▶ [Records from a data collection]
- - - - - - -
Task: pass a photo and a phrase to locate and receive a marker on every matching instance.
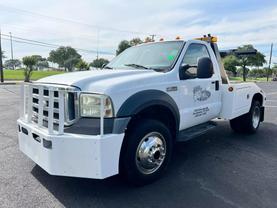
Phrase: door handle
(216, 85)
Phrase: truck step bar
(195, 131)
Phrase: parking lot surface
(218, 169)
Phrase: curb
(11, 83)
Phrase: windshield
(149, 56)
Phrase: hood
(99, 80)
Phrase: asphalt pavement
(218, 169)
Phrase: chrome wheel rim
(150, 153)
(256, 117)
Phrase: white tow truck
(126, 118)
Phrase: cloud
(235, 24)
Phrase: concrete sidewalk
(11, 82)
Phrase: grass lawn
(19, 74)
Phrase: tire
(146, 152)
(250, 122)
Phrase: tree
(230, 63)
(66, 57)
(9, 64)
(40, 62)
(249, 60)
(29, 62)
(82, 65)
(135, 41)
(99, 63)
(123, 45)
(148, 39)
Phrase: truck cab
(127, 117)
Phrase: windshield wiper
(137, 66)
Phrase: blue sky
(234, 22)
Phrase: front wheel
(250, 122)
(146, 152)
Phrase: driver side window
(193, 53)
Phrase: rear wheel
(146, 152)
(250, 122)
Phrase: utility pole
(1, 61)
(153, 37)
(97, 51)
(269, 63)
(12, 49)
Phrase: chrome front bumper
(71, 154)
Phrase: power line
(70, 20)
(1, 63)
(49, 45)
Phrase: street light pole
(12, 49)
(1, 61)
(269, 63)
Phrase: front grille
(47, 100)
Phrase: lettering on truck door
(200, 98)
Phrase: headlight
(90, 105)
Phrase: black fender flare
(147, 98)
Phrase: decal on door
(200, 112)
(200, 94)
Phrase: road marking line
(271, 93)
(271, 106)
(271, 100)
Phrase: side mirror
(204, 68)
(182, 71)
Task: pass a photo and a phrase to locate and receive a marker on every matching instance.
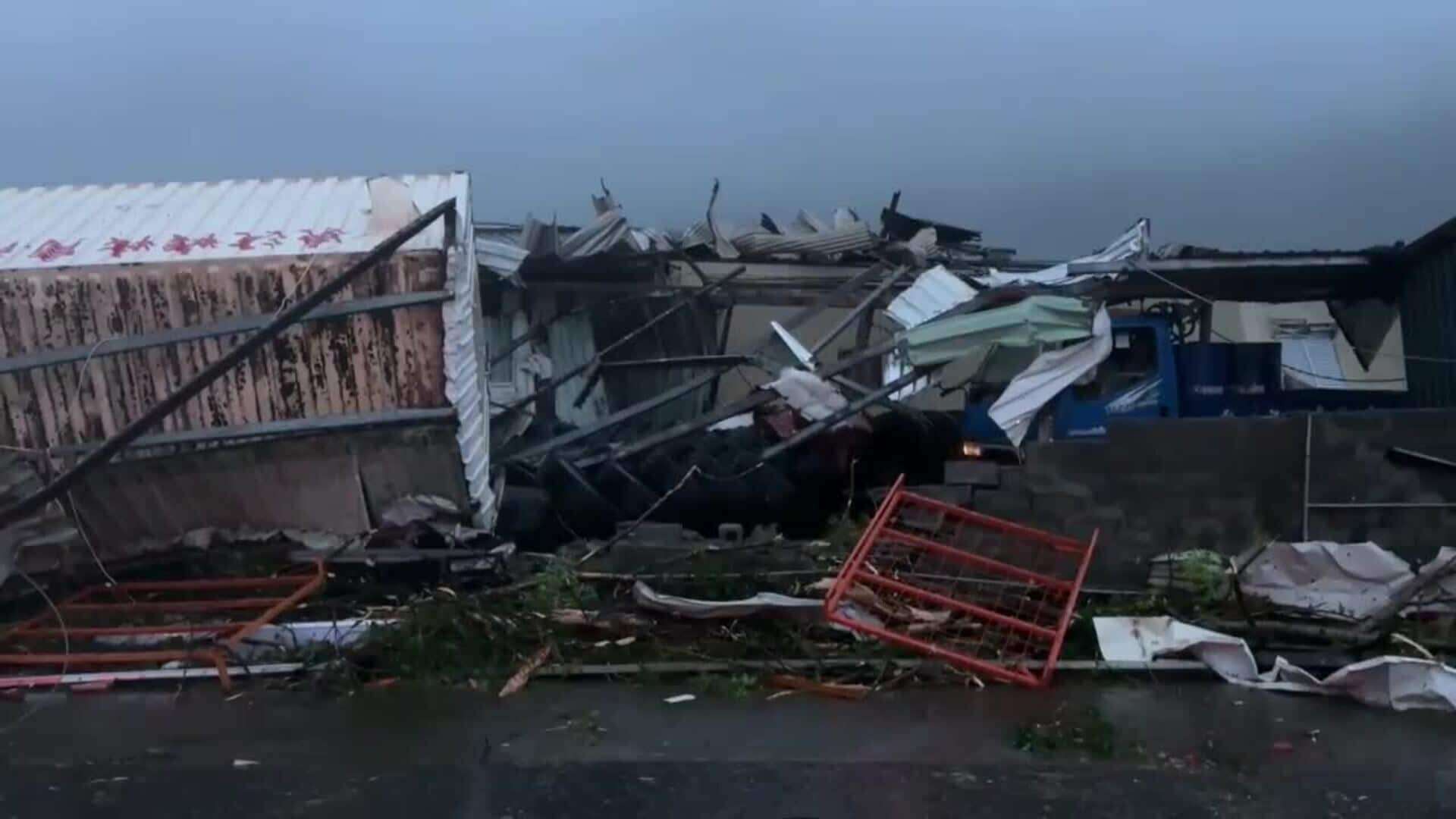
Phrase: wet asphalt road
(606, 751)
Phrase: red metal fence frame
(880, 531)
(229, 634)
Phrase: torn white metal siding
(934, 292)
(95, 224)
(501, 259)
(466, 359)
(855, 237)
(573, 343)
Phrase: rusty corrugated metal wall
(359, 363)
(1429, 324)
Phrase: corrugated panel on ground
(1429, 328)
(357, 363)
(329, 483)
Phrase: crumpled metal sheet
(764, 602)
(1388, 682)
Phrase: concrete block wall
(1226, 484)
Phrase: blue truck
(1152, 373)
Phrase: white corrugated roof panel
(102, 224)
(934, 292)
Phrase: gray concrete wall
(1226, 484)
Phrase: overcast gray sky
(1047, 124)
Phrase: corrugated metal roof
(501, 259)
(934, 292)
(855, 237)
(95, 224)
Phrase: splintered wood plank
- - - - - - -
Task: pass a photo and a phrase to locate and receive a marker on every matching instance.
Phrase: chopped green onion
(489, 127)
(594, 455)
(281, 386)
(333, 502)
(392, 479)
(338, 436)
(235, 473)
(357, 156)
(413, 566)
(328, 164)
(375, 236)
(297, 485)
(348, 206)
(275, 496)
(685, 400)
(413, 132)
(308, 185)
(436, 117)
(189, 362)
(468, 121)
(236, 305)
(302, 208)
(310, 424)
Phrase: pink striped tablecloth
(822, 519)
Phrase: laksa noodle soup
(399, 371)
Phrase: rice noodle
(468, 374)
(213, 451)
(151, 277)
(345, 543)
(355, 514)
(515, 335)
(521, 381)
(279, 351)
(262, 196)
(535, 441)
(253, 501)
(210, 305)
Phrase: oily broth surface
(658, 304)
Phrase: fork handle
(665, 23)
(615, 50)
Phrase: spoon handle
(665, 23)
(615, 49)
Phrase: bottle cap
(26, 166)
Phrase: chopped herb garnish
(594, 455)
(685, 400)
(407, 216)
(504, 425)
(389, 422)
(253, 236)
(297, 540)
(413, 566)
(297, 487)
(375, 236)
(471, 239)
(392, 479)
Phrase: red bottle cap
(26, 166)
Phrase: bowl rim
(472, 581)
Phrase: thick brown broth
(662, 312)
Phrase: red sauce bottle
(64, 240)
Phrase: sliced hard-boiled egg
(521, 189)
- - - - - - -
▶ [Assigned task] Would you print exactly, and only, the lines of the data above from the line with "Phrase: corrugated metal roof" through the line with "Phrase: splintered wood plank", inclusive?

▶ [Answer for this exercise]
Phrase: corrugated metal roof
(501, 259)
(934, 292)
(855, 237)
(95, 224)
Phrase: splintered wood plank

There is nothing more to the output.